What the task requires: Please answer from the excerpt about Andrew: how did Andrew avoid being hospitalized in a psychiatric ward?

** Opening Excerpt provided block **

It was rather chilling for me to be inside of the head of man who looks at another man and thinks, "you would be better off dead". Andrew believes he is looking at a life that has no redeeming value. The coldness of a wish to murder is hidden in the midst of his warm compassion for the other man's suffering. Perhaps Andrew puts himself in the other man's shoes, and thinks, "I could not stand living such a life, therefore, such a life is meaningless." After all, Andrew did say that he avoided a hospitalization in a psychiatric ward by instead going on a sailing ship in the Mediterranean with a few friends. Andrew is used to a certain quality of life, we get that from the book. He is used to a certain level of productivity and professional respectability. And oh, we get the information that Andrew has a lot of friends.

Most certainly Andrew has been persuaded by his interview with the man in the institution that there is no hope for the future. The patient has no hope, and so, Andrew has no hope either. Faith in the sacredness of life is defeated by simple argument and showmanship. Because the man says, my life is not sacred and worthy of being saved, Andrew is persuaded, into thinking, this life is not sacred and worthy of being saved.

Andrew is not, in my view, a religious man, although I would say that he is a spiritual man. He has much compassion and writes with a broad range of emotion. You can't help but say to yourself, "this author has life and spirit, and he knows it". But at times he lacks faith and hope. Andrew never discusses his religious views in his writing. But clearly he sees places where the presence of a loving God is absent. And where a loving God is absent, the conclusion Andrew seems to draw, is that death has a right to be present. I would say that Andrew has a tenuous relationship with God, at best.

** Closing Excerpt provided block **
** Opening Raw data block **

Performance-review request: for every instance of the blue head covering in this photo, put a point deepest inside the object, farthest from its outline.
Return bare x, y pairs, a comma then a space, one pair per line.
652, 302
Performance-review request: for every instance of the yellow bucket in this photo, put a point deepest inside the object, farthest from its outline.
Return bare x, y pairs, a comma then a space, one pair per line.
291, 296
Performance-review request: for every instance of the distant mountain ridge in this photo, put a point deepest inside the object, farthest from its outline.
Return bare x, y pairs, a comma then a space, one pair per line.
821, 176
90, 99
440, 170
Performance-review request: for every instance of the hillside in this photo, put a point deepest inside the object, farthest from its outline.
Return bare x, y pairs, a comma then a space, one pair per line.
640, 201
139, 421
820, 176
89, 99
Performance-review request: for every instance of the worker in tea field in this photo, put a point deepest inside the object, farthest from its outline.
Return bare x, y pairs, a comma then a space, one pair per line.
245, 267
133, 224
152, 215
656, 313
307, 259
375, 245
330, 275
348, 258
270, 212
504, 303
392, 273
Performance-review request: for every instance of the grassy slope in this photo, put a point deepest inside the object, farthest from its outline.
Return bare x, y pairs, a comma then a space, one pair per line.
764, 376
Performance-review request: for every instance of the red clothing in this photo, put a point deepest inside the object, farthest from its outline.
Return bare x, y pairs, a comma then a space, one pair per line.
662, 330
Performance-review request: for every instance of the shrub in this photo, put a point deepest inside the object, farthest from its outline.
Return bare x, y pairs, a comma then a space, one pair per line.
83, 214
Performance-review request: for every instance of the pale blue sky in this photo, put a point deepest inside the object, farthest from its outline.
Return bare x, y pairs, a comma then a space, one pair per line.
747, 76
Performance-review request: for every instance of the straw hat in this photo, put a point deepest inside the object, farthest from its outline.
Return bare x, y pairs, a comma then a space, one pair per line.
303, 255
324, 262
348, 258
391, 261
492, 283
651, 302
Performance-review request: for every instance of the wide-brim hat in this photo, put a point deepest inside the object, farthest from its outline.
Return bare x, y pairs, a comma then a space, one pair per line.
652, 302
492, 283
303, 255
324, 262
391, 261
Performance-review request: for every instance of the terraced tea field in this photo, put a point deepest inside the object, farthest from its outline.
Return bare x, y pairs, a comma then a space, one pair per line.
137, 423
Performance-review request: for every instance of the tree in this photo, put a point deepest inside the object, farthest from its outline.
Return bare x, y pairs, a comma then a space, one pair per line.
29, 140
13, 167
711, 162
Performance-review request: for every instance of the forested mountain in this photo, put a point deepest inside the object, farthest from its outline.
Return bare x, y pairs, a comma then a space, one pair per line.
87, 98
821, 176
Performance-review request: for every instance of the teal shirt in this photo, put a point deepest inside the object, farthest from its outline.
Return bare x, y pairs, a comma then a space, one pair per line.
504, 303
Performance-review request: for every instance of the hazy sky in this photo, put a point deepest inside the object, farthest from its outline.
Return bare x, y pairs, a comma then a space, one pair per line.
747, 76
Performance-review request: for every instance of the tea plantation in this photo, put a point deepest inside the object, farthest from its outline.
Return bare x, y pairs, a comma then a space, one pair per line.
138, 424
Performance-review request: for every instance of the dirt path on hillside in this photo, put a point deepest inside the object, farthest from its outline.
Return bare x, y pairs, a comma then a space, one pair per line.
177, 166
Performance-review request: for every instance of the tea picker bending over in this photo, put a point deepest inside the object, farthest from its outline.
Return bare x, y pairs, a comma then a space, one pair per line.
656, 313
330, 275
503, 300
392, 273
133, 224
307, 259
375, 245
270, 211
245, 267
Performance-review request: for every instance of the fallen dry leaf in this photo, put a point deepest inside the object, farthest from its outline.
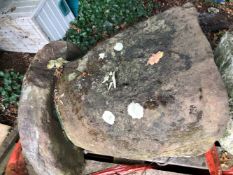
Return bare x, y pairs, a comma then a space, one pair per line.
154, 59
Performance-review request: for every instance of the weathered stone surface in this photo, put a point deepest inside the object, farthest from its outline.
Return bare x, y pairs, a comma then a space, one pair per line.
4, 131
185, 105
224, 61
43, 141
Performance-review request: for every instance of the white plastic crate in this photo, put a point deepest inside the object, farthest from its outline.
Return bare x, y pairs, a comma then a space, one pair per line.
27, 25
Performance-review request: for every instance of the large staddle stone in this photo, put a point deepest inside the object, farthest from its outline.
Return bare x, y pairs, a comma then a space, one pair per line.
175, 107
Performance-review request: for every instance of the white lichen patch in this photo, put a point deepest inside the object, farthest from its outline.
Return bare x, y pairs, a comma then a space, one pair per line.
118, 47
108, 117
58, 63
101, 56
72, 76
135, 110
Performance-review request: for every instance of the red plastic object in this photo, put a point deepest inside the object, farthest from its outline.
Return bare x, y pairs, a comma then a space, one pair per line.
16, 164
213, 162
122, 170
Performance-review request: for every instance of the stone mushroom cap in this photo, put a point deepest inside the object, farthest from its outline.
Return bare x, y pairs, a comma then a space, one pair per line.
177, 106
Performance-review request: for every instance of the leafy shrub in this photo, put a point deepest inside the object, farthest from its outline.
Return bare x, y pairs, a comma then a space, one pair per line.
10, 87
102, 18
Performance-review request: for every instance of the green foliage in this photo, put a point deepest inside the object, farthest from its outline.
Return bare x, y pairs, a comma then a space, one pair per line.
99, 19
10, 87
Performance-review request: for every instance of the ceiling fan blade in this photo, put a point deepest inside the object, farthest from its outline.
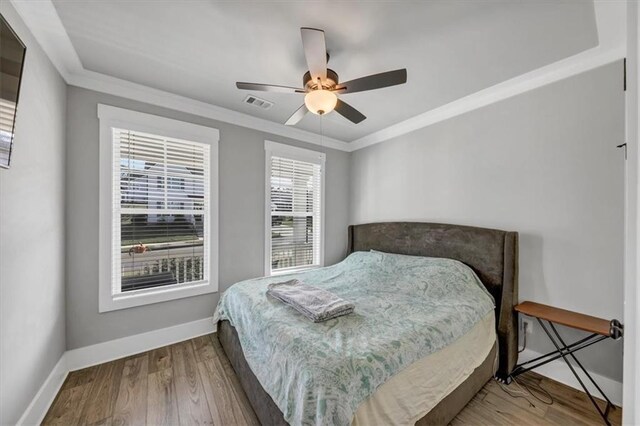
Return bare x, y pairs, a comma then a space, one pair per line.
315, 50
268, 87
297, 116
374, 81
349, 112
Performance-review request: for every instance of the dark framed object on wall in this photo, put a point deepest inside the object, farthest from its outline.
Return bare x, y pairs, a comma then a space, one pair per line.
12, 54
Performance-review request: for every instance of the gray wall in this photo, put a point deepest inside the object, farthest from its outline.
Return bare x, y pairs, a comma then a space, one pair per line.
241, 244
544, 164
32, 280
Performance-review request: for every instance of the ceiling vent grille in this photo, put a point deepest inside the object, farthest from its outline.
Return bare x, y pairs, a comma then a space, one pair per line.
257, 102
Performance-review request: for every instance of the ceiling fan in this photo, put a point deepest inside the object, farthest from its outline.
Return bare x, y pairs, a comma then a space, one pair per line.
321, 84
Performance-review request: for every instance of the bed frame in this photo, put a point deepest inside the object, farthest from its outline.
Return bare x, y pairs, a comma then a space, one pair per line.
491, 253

** Closing Raw data block **
** Opening Raw data block **

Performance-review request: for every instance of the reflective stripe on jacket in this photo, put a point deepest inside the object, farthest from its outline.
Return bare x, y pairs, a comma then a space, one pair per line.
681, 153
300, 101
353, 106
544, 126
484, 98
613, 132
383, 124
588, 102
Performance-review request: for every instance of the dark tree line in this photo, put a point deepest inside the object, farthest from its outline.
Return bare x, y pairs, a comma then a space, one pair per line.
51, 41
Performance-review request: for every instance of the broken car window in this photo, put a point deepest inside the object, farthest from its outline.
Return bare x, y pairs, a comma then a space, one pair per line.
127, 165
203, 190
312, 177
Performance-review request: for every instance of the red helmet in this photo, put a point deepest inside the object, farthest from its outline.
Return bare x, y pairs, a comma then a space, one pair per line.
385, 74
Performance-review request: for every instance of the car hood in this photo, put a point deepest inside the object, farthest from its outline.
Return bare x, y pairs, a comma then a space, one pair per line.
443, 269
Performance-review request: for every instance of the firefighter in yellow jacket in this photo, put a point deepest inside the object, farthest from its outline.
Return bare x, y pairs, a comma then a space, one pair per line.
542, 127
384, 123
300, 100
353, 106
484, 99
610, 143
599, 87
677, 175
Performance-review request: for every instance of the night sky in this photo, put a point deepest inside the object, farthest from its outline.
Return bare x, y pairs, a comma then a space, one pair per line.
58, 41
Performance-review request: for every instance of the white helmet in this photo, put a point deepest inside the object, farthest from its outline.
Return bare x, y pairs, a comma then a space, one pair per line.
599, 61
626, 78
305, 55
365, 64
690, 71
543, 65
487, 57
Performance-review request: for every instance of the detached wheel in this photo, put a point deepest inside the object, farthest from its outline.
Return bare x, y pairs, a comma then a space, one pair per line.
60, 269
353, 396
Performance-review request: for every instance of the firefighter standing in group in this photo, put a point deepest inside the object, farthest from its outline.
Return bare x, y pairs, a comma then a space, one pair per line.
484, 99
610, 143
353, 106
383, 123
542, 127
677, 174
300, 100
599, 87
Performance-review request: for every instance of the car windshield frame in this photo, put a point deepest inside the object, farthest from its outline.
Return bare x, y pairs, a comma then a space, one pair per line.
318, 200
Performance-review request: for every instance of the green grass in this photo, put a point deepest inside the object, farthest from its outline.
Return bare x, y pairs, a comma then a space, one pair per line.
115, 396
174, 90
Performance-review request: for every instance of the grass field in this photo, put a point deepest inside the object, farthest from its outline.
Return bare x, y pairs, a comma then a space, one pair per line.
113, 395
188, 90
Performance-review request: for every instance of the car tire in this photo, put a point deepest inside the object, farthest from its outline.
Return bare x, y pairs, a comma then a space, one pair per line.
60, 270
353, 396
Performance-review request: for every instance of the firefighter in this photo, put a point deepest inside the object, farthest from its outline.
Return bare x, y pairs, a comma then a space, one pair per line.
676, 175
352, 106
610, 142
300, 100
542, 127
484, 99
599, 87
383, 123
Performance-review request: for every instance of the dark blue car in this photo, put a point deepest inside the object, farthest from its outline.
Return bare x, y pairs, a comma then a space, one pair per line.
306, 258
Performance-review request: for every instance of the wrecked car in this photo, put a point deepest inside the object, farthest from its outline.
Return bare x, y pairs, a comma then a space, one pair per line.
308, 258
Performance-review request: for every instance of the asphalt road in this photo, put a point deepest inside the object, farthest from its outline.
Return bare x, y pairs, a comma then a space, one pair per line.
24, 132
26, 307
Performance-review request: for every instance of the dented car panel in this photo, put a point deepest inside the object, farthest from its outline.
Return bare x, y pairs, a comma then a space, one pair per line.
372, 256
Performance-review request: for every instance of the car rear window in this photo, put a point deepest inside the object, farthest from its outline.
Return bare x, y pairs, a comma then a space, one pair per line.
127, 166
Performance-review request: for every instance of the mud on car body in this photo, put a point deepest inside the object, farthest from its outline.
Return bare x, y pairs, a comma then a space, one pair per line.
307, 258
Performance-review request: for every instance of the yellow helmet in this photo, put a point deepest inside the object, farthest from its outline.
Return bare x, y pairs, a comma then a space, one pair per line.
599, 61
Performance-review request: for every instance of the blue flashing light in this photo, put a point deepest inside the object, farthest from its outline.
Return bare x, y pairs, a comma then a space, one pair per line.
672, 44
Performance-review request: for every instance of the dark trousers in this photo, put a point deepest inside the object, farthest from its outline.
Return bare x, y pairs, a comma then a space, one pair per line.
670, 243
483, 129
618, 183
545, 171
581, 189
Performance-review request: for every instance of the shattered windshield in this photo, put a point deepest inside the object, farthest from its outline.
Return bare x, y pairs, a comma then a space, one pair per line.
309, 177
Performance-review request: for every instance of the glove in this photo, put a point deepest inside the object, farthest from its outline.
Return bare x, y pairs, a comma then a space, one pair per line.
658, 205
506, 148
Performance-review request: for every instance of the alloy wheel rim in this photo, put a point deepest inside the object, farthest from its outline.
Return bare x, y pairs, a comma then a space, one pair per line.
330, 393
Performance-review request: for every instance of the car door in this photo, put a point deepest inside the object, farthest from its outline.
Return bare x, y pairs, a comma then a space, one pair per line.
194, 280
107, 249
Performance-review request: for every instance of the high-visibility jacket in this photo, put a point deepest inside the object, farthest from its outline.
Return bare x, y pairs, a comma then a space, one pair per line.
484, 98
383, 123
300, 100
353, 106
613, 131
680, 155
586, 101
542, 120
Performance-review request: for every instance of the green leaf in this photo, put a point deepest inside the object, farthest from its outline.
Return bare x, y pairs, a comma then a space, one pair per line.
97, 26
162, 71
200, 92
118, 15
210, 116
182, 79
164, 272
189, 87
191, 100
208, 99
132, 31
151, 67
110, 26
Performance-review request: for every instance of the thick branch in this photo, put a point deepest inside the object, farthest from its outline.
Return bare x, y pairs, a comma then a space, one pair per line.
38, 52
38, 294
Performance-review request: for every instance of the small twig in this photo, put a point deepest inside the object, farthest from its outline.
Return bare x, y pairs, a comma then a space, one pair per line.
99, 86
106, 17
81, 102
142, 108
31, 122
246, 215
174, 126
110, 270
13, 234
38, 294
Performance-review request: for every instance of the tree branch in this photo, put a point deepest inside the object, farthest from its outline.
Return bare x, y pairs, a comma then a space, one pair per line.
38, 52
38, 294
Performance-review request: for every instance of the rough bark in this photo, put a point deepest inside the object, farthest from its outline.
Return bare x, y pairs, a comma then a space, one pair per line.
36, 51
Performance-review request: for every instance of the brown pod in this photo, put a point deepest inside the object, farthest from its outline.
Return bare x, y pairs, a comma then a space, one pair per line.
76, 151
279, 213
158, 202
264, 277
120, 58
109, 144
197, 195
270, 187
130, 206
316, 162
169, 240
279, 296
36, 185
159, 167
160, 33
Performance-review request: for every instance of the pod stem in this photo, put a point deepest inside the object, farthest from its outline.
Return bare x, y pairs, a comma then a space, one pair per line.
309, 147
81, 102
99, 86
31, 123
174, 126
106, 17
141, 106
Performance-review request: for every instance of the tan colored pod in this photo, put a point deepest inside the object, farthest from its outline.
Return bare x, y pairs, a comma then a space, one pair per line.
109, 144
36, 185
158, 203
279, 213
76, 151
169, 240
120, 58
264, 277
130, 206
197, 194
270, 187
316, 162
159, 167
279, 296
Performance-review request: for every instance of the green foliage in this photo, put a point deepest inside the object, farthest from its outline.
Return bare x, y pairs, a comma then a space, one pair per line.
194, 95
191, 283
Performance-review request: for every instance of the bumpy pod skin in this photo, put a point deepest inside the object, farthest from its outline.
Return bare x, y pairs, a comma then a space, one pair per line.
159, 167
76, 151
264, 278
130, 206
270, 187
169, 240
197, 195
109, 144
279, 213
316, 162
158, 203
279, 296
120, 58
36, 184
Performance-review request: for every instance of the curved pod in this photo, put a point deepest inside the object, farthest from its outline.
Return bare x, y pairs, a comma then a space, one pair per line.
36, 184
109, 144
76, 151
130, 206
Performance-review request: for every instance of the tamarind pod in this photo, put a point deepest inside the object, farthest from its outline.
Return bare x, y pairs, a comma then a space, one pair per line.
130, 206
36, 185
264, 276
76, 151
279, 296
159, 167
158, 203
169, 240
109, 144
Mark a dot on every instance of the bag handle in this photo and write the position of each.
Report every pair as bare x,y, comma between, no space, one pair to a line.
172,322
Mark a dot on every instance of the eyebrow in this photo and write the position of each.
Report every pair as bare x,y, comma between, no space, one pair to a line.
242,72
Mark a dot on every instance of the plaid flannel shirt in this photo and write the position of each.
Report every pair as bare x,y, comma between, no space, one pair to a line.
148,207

** Closing Raw data block **

Answer for this exercise: He went on a sailing ship in the Mediterranean with a few friends.